## PASSAGE TO READ
────────

# Full Moon EEK!



## Alix (Oct 4, 2006)

OK, I have just perused my poll on Full Moon affecting behaviour and it seems we overwhelmingly believe that it does have some affect on our behaviour. There is a full moon this weekend.

In that vein, I am here to plead with you all. Please please PLEASE think long and hard before you post! I don't know whether it is the weather, or the moon or what but it seems we have all been a bit cranky around here lately.  (Myself included!) 

Lets avoid threads on say..."Spam, Love it or Hate it" or maybe something about "Politicians of the 20th century, who do you think was overrated" or "Cheez Whiz, yummy or gummy?" and please I beg of you, no threads about any Food TV personality, or restaurants we love/hate.  

I think we need to make an informal pact to only post G rated humour this weekend. Who's with me??? Come on people, we need some love and happiness around here! Its (Canadian) Thanksgiving this weekend and frankly, I want to laugh and party. Join in everyone!


----------



## GB (Oct 4, 2006)

Count me in Alix


----------



## Alix (Oct 4, 2006)

WOOHOO!! Thats two of us! Who else? And for that matter, all you DCers south of the border, take this opportunity to practice for YOUR thanksgiving. Turkey is good anytime. We can all groan together on Sunday night.


----------



## Ken (Oct 4, 2006)

Alix said:
			
		

> Lets avoid threads on say..."Spam, Love it or Hate it" or maybe something about "Politicians of the 20th century, who do you think was overrated" or "Cheez Whiz, yummy or gummy?" and please I beg of you, no threads about any Food TV personality, or restaurants we love/hate.


 
Geez, what a kill joy.  I'm going to go spread some Cheez Whiz on my Spam sculpture of George Bush while I watch Emeril and think about going to that lousy chain restaurant down the street. 

Alix!  Put down that frying pan!  Ow!


----------



## Alix (Oct 4, 2006)

────────

## MATERIAL
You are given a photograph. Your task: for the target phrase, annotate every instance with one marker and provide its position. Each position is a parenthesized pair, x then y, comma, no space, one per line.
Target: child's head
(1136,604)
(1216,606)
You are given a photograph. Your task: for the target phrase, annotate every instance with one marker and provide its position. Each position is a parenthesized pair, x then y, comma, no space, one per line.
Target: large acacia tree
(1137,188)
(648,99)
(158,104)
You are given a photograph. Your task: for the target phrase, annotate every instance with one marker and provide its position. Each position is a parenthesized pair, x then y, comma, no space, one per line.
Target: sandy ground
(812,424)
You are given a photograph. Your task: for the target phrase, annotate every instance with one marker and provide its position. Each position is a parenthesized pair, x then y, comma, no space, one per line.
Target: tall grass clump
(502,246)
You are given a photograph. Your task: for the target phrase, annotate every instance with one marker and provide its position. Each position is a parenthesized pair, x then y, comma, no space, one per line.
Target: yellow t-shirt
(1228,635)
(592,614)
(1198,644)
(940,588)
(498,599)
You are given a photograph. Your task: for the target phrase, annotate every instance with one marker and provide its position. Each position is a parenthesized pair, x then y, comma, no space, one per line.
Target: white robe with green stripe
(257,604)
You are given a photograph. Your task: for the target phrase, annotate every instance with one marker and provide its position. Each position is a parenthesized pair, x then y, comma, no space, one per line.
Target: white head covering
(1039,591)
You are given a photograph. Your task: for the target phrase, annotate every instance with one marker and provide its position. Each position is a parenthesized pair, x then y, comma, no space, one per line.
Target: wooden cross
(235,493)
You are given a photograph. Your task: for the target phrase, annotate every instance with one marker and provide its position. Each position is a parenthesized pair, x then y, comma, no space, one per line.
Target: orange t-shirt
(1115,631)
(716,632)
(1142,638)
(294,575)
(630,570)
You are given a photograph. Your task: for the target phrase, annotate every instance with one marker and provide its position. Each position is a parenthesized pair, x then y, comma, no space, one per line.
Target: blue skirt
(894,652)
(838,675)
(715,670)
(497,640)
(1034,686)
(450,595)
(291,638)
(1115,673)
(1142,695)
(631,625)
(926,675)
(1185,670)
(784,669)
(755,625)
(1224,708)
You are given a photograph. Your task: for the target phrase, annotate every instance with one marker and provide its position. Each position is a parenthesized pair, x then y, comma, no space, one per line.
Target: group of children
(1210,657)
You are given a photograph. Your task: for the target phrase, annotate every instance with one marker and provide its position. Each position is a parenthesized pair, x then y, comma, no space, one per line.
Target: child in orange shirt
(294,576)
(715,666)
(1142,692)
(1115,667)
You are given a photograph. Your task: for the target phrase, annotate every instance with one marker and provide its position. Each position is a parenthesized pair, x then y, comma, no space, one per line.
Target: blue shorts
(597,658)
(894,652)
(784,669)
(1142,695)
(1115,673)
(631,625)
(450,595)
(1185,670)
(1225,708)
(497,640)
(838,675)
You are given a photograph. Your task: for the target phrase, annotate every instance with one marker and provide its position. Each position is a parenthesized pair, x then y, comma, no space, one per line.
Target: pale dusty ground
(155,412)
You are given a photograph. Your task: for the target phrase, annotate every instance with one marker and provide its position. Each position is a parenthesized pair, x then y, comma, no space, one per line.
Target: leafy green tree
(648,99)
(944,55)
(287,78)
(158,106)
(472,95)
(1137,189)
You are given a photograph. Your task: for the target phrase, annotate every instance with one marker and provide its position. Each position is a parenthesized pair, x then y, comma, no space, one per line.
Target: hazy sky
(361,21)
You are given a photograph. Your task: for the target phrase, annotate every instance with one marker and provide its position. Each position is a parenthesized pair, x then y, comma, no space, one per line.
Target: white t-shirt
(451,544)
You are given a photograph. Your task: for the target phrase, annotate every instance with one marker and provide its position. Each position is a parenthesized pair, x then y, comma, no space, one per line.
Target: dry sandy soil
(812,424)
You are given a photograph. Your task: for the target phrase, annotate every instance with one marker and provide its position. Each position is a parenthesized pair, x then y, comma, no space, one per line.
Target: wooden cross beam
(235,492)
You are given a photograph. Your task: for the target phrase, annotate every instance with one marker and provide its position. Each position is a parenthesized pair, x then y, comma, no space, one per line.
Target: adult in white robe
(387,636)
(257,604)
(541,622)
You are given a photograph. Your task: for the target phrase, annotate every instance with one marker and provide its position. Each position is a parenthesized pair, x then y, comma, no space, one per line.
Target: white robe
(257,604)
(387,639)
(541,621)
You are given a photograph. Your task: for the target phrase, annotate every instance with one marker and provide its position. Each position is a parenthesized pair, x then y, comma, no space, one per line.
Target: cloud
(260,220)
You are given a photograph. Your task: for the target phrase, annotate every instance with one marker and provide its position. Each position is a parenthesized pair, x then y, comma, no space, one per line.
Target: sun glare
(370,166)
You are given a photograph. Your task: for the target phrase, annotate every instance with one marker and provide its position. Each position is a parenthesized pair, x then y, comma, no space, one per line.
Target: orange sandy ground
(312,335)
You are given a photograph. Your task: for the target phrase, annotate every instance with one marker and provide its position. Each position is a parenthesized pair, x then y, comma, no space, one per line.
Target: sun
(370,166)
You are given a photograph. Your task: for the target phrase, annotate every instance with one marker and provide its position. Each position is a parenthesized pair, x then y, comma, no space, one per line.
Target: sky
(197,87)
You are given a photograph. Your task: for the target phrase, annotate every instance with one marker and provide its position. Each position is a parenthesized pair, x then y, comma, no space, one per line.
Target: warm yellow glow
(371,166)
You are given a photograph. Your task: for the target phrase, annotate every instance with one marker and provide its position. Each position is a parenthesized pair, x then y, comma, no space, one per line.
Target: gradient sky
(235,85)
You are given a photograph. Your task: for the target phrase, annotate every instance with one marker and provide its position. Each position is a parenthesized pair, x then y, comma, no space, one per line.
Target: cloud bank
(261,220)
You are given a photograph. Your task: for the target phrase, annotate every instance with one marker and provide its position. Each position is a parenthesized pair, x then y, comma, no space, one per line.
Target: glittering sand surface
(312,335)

────────

## BRIEF 1
Please translate this sentence from the full moon thread into Spanish: "I think we need to make an informal pact to only post G rated humour this weekend."
## BRIEF 2
Reproduce the part of the full moon thread starting at "I think we need" and ending at "GB (Oct 4, 2006)".

## ANSWER 1
Creo que necesitamos hacer un pacto informal para publicar solo humor apto para todo público este fin de semana.

## ANSWER 2
I think we need to make an informal pact to only post G rated humour this weekend. Who's with me??? Come on people, we need some love and happiness around here! Its (Canadian) Thanksgiving this weekend and frankly, I want to laugh and party. Join in everyone!


----------



## GB (Oct 4, 2006)